## START EXCERPT
These Chocolate Chip Banana Bread Cookies combine the rich flavor of banana bread with the delightful texture of cookies, featuring browned butter, pecans, and a generous amount of chocolate chips. Perfectly soft and chewy with a hint of cinnamon and a toasty nutty note, these cookies are a delicious twist on classic banana bread, baked to golden perfection.


Ingredients

Butter and Nuts

  • 1 cup unsalted butter
  • 1 cup coarsely chopped pecans

Dry Ingredients

  • 3 ¾ cups all-purpose flour
  • 1 teaspoon baking soda
  • ½ teaspoon baking powder
  • 1 teaspoon table salt
  • ½ teaspoon ground cinnamon

Wet Ingredients

  • ⅔ cup mashed banana
  • 1 cup granulated sugar
  • ⅔ cup light brown sugar (firmly packed)
  • 2 large egg yolks
  • 1 ½ teaspoons vanilla bean paste

Add-ins and Toppings

  • 2 cups chocolate chips (a mix of miniature and regular-sized semisweet is recommended)
  • Coarse granulated sugar (for sprinkling on top, optional)


Instructions

  1. Preheat and Prepare Baking Sheets: Preheat your oven to 350°F (175°C) and line several baking sheets with parchment paper to prevent sticking and help cookies bake evenly.
  2. Brown Butter and Toast Pecans: In a medium skillet over medium-low heat, add the butter and pecans. Stir constantly as the butter melts, then continue stirring as it begins to sizzle, pop, and foam. Cook until the butter turns browned and fragrant, with popping sounds slowing down.
  3. Cool the Butter and Nuts: Pour the browned butter and pecans into a large heatproof bowl. Set aside to cool, optionally placing the bowl in the refrigerator to speed up cooling, but avoid chilling the butter fully.
  4. Mix Dry Ingredients: In a separate medium bowl, whisk together flour, baking soda, baking powder, salt, and ground cinnamon. Set this mixture aside.
  5. Combine Mashed Banana and Butter Mixture: Mash the banana in a large mixing bowl. Carefully add the cooled browned butter and nuts, stirring well to combine.
  6. Add Sugars: Stir in the granulated sugar and light brown sugar until well incorporated.
  7. Incorporate Egg Yolks and Vanilla: Add the egg yolks and vanilla bean paste, stirring until fully combined and smooth.
## END EXCERPT
## START DATASET CONTENT
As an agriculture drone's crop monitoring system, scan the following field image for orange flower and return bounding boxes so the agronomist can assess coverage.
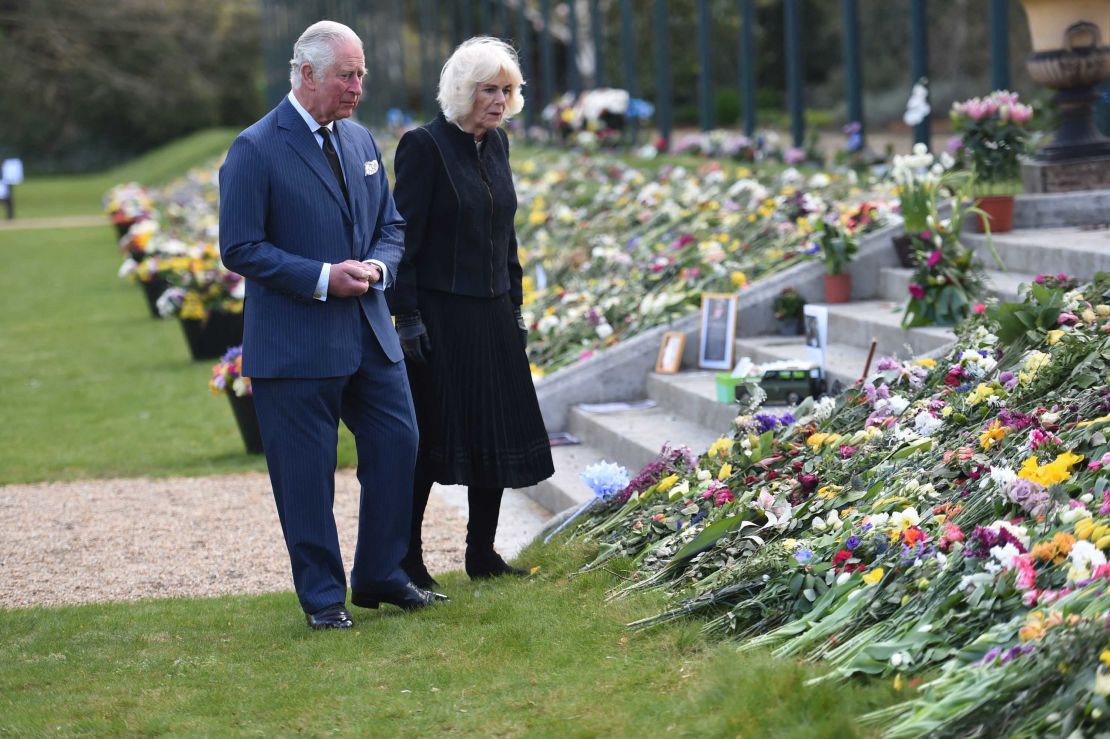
[902,526,926,547]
## END DATASET CONTENT
**REQUIRED TASK:** Transcribe the stretch of the cookie recipe above from "Add-ins and Toppings" through "on top, optional)".

**COMPLETE ANSWER:**
Add-ins and Toppings

  • 2 cups chocolate chips (a mix of miniature and regular-sized semisweet is recommended)
  • Coarse granulated sugar (for sprinkling on top, optional)